## What you have to do
Can you convert the rows below into a JSON list of strings, one string per line, leaving out any blank lines?

## Extracted information
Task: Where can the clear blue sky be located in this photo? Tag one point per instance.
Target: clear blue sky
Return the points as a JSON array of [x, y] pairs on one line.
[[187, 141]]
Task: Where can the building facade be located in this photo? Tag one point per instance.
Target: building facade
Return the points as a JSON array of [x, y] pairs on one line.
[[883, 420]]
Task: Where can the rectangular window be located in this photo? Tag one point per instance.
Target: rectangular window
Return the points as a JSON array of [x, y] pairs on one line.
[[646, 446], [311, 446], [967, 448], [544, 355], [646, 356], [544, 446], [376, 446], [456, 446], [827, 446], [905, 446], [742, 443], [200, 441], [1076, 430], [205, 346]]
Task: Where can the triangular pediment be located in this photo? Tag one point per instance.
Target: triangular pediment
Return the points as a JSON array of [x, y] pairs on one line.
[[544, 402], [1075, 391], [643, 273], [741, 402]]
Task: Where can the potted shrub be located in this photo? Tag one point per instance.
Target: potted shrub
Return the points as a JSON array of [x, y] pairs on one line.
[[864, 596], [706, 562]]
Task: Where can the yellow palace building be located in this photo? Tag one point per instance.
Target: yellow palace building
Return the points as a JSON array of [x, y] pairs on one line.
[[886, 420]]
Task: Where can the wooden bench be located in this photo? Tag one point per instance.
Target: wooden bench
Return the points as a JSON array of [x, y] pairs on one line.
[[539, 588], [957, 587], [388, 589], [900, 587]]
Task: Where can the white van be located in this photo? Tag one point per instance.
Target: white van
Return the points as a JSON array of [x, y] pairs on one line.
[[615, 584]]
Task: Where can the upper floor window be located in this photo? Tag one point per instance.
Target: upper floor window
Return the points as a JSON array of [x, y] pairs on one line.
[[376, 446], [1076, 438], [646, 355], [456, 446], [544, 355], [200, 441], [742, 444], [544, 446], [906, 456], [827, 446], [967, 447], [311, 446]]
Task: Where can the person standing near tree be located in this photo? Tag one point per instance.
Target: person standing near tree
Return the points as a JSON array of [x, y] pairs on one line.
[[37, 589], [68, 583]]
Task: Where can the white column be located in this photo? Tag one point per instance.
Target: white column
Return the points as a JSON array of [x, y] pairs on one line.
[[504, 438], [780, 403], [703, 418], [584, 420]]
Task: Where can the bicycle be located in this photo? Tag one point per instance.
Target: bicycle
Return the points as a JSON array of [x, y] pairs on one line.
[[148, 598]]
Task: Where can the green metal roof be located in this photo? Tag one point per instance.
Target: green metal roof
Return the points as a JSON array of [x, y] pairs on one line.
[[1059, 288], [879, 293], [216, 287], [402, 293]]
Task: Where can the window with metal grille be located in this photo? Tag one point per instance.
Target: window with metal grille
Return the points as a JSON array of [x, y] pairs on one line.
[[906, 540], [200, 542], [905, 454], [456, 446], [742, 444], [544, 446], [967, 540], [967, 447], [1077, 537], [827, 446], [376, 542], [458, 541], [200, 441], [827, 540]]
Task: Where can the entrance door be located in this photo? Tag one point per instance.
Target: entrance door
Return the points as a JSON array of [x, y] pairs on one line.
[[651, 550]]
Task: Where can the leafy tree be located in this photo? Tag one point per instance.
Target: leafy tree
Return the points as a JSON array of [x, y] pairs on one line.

## Result below
[
  "Task: Where can the clear blue sky be located in this photo? Tag one point per instance.",
  "Target: clear blue sky",
  "Return the points as a JSON array of [x, y] pairs on one line.",
  "[[187, 141]]",
  "Task: Where can the building facade be located in this photo? Tag one point per instance.",
  "Target: building facade",
  "Return the points as a JSON array of [x, y] pairs on one line.",
  "[[883, 420]]",
  "Task: Where can the rectangular window be located in this photo? Tag one point per instance.",
  "Target: rectangular window",
  "Return the points as a JSON array of [x, y] pairs on one line.",
  "[[646, 446], [311, 446], [967, 448], [544, 355], [646, 356], [544, 446], [376, 446], [456, 446], [827, 446], [905, 446], [742, 443], [200, 441], [1076, 430], [205, 346]]",
  "Task: Where can the triangular pediment be located in this photo? Tag one point per instance.",
  "Target: triangular pediment",
  "Return the points as a JSON array of [x, y] pairs on one line.",
  "[[544, 402], [1075, 391], [643, 273], [741, 402]]",
  "Task: Where can the potted shrub be located in this photo? Tag one point per instance.",
  "Target: potted shrub",
  "Return the points as a JSON array of [x, y] pairs on one line.",
  "[[864, 596], [706, 562]]",
  "Task: Where can the yellow palace building be located in this photo? Tag one point per instance.",
  "Target: yellow palace building",
  "Return the points as a JSON array of [x, y] pairs on one line.",
  "[[886, 420]]",
  "Task: Where can the wooden bench be located in this photo? Tag one point per instance.",
  "Target: wooden bench",
  "Return the points as a JSON array of [x, y] pairs on one line.",
  "[[539, 588], [957, 587], [388, 589], [900, 587]]",
  "Task: Where can the white van be located in this photo? Tag one point per instance.",
  "Target: white van",
  "Return the points as a JSON array of [x, y] pairs on one line.",
  "[[615, 584]]",
  "Task: Where can the upper floor window be located in this photo? Tag one point per instance.",
  "Target: upper floor window",
  "Return the points as a JSON array of [x, y] pairs on one line.",
  "[[376, 446], [1076, 438], [646, 355], [456, 446], [544, 355], [200, 441], [742, 444], [544, 446], [906, 456], [827, 446], [967, 447], [311, 446]]",
  "Task: Where can the person standing near tree be located in this photo? Tag one point per instance.",
  "Target: person standing near tree",
  "Return the points as a JSON array of [x, y] pairs on one line.",
  "[[37, 589], [68, 583]]",
  "Task: Where can the white column be located in this photo? Tag one point per instance.",
  "Target: white column",
  "Return the points as a JSON array of [x, y] pairs on one line.",
  "[[504, 438], [780, 403], [703, 418], [584, 420]]",
  "Task: Where can the bicycle be located in this photo? Tag one point per instance.",
  "Target: bicycle",
  "Return the points as a JSON array of [x, y] pairs on one line.",
  "[[148, 598]]",
  "Task: Where can the green metal roof be located in this photo? Tag one point per instance.",
  "Target: green metal roof",
  "Return the points as a JSON array of [x, y] pairs on one line.",
  "[[1059, 288], [879, 293], [216, 287], [402, 293]]",
  "Task: Where can the window with metal grille be located in this photo? Tag one point per instance.",
  "Target: window with metal grille",
  "Return the points as a JSON array of [x, y] pairs on one line.",
  "[[906, 540], [200, 542], [905, 454], [456, 446], [742, 444], [544, 446], [967, 540], [967, 447], [1077, 537], [827, 446], [376, 542], [458, 541], [200, 441], [827, 540]]",
  "Task: Where can the entrance door be located in this photo? Tag one point per instance.",
  "Target: entrance door",
  "Return the points as a JSON array of [x, y] pairs on one line.",
  "[[651, 550]]",
  "Task: Where can the leafy tree be located in this photo? Tag one point per instance.",
  "Target: leafy tree",
  "Return the points as a JSON array of [x, y] pairs on one line."
]